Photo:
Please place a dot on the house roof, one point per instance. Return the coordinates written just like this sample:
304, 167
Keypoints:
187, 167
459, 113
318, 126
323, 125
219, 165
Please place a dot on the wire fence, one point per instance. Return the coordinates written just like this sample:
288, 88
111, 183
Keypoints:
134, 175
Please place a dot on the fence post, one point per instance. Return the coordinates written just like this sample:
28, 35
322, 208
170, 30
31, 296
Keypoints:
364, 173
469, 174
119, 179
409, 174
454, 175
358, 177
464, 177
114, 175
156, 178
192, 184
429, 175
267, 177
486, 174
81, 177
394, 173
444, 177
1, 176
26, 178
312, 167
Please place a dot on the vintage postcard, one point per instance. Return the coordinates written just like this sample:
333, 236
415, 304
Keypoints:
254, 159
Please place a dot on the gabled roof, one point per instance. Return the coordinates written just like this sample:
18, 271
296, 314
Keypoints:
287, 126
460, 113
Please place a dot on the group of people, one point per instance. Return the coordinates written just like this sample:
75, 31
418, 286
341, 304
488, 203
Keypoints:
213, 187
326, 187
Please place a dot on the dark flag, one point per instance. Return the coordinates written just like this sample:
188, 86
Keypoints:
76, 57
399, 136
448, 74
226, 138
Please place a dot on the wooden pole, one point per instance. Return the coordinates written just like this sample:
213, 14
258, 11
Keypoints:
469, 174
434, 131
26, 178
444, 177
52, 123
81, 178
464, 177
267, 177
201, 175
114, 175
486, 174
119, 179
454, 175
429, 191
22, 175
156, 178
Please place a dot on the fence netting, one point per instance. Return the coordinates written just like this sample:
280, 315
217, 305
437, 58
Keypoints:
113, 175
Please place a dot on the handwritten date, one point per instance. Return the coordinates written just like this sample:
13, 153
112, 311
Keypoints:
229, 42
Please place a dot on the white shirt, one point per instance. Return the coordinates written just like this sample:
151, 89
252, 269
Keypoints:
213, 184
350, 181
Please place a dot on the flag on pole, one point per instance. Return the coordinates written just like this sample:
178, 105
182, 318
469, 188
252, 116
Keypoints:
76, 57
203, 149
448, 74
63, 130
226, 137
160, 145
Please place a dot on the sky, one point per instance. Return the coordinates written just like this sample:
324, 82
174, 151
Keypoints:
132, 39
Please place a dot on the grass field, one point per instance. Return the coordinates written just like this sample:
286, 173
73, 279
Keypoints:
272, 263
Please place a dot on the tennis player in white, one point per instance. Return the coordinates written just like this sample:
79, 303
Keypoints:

━━━━━━━━━━

■ Goal
Recast everything above, from the line containing "Please place a dot on the grass" down through the end of the records, as a numbered list, omitting any blank lines.

■ Task output
1. Please place a dot on the grass field, one point per instance. Return the coordinates written just like this sample:
2. 286, 173
3. 73, 279
4. Keypoints:
5. 272, 263
6. Please place a dot on the tennis player in white, one point per instance. Return the coordinates written just like this sample:
7. 79, 303
8. Keypoints:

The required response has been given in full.